TASK PROMPT: Pick up the article on Jacques DesBaillets where it stops and continue it.

= Jacques DesBaillets =

Canadian journalist (1910–1990)

Jacques Arthur DesBaillets (1910–1990) was a French Canadian radio and television personality. He is considered an important figure in the early development of the two mass media in Quebec.

DeBaillets was one of the original announcers hired by the Canadian Radio Broadcasting Commission in 1933. He later hosted popular CBC Radio shows including "Music Scene" and "Chansonnettes".

== Biography ==

=== Early life ===

DesBaillets was born Jacques Arthur Charles Desbaillets on March 26, 1910, in Montréal, Québec, Canada. He was the son of distinguished civil engineer and Swiss émigré Charles-Jules DesBaillets. His mother, was a French Canadian named Eugénie Lefevre. He was raised in Montreal in the city's most affluent neighbourhood and had a comfortable middle class upbringing.

He attended Lower Canada College as a teenager. He later attended McGill University where he studied engineering.

=== Career ===

After university, DesBaillets was hired by CKVL to co-host a radio show with Jacques Normand, called La parade de la chansonnette française and consisting mainly of pop songs from France.

MATERIAL PROVIDED:
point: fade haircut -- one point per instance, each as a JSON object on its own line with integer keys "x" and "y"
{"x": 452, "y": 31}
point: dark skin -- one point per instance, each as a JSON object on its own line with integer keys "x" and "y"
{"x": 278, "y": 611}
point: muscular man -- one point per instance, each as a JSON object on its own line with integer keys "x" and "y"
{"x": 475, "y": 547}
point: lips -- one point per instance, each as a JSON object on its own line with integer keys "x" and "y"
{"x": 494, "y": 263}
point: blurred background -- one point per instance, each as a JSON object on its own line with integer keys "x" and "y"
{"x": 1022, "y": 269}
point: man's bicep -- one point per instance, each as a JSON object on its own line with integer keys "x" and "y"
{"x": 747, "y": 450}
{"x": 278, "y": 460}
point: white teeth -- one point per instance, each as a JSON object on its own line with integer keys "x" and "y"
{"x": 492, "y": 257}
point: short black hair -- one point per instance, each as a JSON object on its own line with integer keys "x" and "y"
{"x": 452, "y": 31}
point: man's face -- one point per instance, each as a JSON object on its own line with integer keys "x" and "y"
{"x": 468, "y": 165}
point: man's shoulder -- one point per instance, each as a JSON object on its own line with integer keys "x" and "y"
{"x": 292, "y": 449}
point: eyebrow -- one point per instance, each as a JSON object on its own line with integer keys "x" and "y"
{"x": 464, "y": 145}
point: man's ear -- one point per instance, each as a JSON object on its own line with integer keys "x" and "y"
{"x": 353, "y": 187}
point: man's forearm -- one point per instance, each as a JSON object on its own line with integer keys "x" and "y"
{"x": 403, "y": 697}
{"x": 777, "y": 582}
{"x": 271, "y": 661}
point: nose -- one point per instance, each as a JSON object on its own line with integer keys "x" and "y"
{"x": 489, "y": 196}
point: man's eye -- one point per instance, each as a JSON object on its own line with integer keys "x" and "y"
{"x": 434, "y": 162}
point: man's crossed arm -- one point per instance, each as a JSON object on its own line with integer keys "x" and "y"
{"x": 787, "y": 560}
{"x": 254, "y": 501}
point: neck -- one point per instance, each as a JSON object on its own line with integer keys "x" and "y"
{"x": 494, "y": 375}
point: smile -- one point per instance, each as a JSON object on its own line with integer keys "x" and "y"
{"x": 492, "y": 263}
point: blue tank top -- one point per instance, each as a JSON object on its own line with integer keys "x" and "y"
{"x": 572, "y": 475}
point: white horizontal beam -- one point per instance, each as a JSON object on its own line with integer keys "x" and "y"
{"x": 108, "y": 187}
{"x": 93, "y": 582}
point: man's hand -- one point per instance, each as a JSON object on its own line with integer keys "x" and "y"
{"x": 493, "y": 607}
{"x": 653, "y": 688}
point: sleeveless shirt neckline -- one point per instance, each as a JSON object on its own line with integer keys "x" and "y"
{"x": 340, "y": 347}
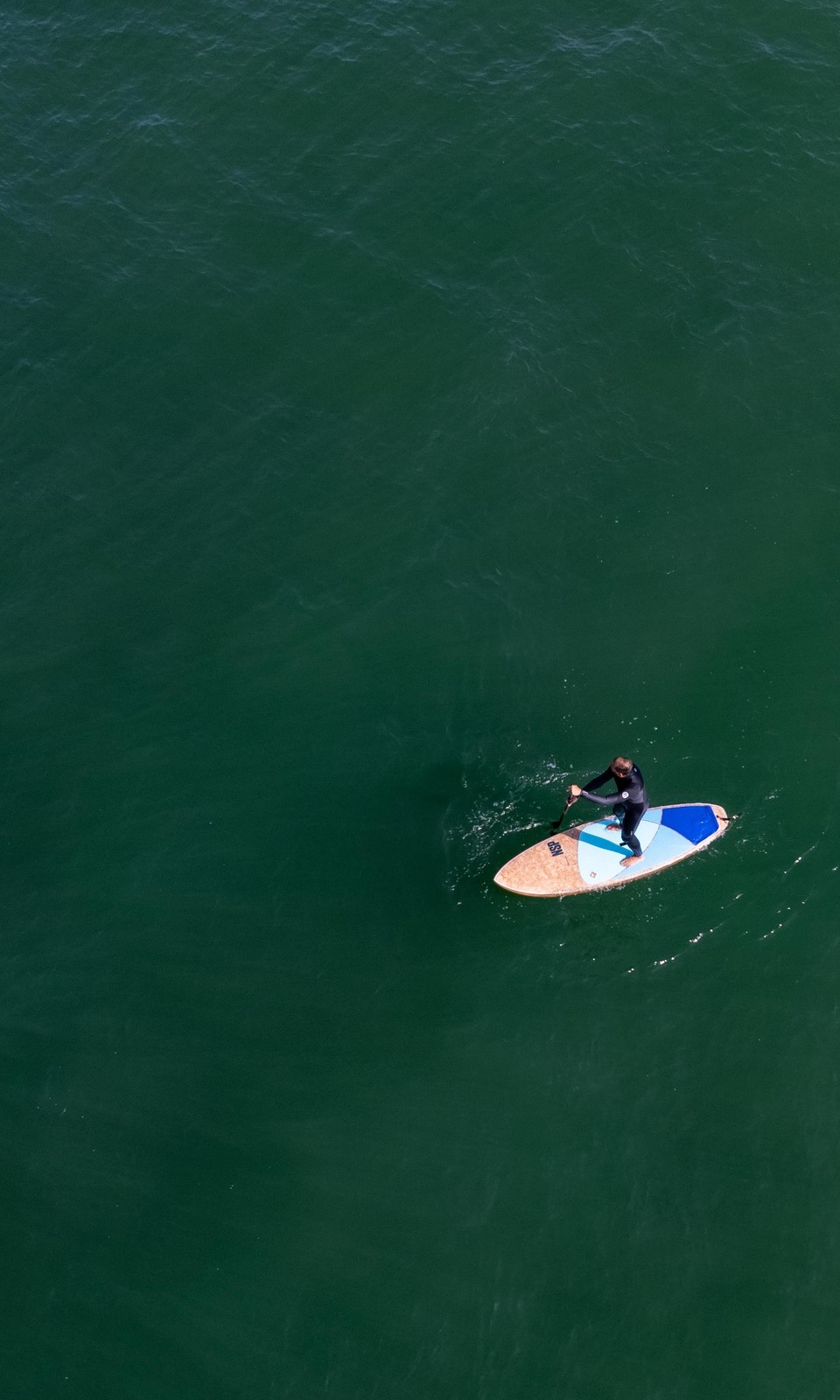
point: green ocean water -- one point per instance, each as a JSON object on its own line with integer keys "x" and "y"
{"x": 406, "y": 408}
* * *
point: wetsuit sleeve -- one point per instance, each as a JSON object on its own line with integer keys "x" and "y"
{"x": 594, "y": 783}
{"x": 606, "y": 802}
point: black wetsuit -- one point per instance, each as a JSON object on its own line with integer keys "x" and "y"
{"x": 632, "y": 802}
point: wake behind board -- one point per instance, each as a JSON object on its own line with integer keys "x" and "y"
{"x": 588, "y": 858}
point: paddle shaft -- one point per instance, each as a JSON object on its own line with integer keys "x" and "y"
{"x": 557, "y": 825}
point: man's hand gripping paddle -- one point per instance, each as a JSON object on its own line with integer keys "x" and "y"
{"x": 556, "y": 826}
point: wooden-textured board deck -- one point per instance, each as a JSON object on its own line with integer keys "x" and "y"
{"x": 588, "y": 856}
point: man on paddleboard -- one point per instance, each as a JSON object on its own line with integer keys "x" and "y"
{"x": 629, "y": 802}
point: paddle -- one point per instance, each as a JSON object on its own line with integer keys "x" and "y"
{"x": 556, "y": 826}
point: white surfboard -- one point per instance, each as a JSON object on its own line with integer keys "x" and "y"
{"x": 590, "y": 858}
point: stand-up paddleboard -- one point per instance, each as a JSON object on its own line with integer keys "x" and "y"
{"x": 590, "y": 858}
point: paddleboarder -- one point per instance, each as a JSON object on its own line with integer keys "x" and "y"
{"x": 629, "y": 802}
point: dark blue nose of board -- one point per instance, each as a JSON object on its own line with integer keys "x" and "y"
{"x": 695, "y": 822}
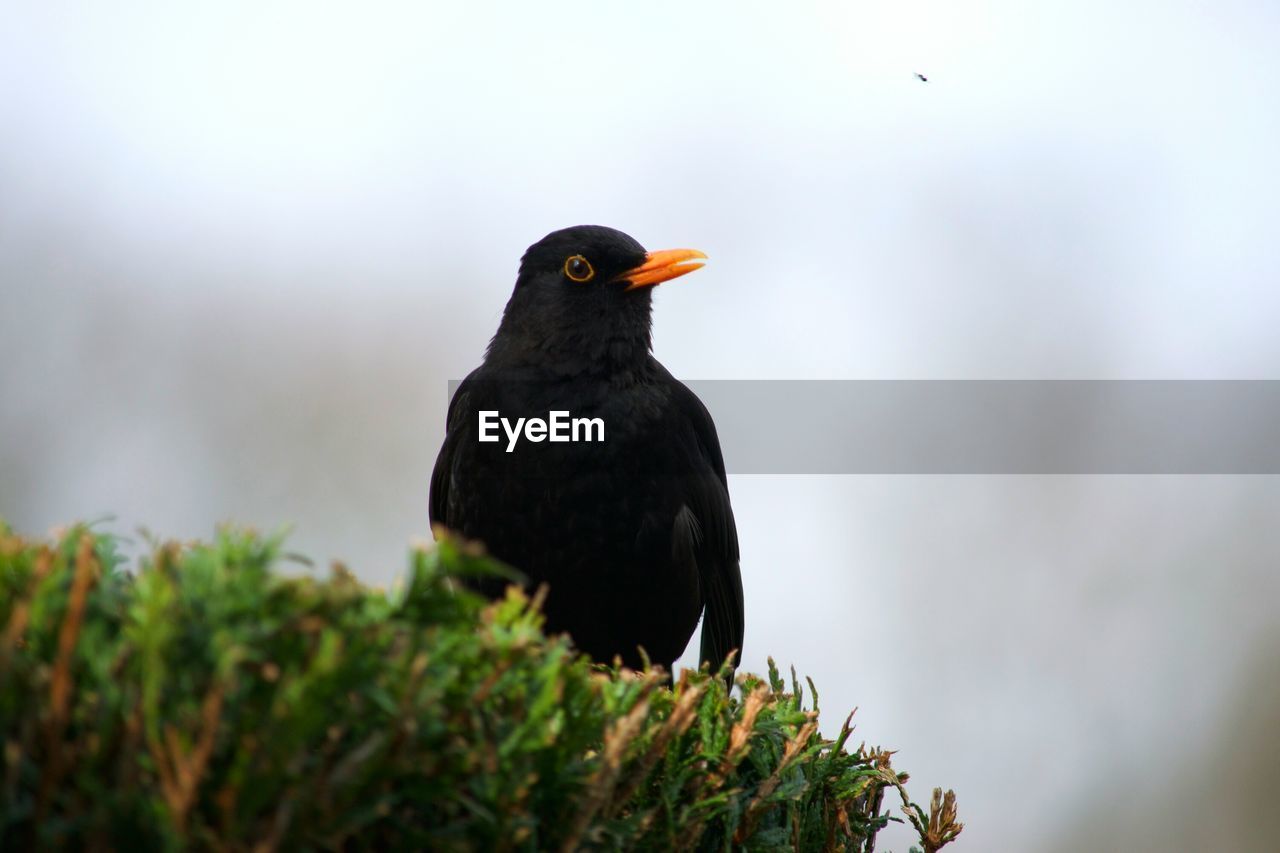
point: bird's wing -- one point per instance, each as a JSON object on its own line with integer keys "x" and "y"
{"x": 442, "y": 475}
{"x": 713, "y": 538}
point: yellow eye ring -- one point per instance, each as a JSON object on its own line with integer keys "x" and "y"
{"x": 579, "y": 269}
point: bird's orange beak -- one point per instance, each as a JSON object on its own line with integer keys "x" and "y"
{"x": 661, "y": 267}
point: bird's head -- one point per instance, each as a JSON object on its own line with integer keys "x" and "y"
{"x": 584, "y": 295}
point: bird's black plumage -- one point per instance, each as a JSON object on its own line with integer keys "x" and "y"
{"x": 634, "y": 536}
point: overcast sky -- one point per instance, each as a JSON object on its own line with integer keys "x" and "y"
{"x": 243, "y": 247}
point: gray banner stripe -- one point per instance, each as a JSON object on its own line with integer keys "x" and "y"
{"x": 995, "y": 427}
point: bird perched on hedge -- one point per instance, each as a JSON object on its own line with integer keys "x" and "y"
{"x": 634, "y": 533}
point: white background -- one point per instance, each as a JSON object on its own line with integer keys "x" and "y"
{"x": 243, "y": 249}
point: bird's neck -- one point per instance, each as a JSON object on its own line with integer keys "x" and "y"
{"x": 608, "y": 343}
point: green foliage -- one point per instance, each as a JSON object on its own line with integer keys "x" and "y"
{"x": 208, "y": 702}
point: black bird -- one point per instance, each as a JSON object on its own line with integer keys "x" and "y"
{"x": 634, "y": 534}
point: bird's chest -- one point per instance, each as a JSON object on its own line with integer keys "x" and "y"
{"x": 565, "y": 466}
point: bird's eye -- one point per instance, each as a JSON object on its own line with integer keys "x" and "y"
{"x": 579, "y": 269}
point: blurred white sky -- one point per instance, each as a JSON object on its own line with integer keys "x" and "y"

RESULT BELOW:
During the war years (1941–1943), he worked as a foreign correspondent for Radio Canada (French Canada's public broadcaster) based in London where he witnessed first hand the carnage of the Blitz. His assignments included interviewing Canadian forces stationed in England, particularly the French Canadian regiments Les Fusiliers Mont-Royal and the Vandoos, and filing reports on the war for listeners back home. After the war, he met his wife Joan McCort, where they were both working for the CBC (English Canada's public broadcaster) in the International Radio Service.

In 1949, DesBaillets was offered the position of host with CKVL radio station in Montreal by the station's owner Jack Tietolman. The show was broadcast between 7–9 in the morning and was called Bonjours messieurs dames.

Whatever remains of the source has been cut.